• [Text to read]

In this tutorial I will show you when to start using multiple queues in Celery and how to do this.

Our hypotetical app will have 3 categories of Celery tasks: - one that are basic tasks that power the interface of the app - long running tasks that process uploaded files - tasks that involve interaction with a 3rd party API and are large in numbers.

As an example it can be a tool that allows uploading of contact information and then checks if emails have MX records, to see if it makes sense to send emails on those addresses.

This way, first type of tasks must work fast in order for user to have a comfortable experience.

Second type of tasks can take a long time to complete and shouldn't block other types of tasks.

Third type of tasks has another characteristic: each of them usually runs fast, but there can be a lot of them, which can also cause other tasks being stuck at the end of they queue, waiting for this hoard to be processed.

Note: The goal of this article is to show how to work with 3 different type of celery tasks in multiple queues: - Small in numbers, but high priority tasks, default queue, - long running tasks, long queue, - huge amount of small tasks, numerous queue.

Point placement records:
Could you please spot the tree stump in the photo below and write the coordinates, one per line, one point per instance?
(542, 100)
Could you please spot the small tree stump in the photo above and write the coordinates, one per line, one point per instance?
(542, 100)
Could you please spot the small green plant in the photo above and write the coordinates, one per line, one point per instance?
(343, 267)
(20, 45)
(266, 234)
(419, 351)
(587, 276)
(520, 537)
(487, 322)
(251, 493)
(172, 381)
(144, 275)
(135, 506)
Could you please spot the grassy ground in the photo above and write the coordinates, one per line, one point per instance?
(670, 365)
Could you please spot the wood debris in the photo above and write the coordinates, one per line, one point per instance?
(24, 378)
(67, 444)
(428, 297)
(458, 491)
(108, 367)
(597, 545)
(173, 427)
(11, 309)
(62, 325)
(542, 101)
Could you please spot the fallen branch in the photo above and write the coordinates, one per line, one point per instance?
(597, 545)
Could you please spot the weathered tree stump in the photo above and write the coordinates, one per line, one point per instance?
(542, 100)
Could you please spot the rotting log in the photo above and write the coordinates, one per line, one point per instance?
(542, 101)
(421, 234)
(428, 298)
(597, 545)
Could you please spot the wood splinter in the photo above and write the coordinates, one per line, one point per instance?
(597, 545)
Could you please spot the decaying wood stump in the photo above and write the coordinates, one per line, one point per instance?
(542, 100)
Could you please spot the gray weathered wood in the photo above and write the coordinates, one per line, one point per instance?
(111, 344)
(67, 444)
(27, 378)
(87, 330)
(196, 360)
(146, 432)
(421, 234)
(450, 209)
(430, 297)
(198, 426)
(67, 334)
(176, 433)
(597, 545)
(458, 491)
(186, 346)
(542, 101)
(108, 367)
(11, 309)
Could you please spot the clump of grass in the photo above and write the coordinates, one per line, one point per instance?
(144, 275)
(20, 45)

• [Written problem]
Please write out the stretch of the Celery queues tutorial above from "As an example" through "to be processed.", word for word.

• [Answer for the task]
As an example it can be a tool that allows uploading of contact information and then checks if emails have MX records, to see if it makes sense to send emails on those addresses.

This way, first type of tasks must work fast in order for user to have a comfortable experience.

Second type of tasks can take a long time to complete and shouldn't block other types of tasks.

Third type of tasks has another characteristic: each of them usually runs fast, but there can be a lot of them, which can also cause other tasks being stuck at the end of they queue, waiting for this hoard to be processed.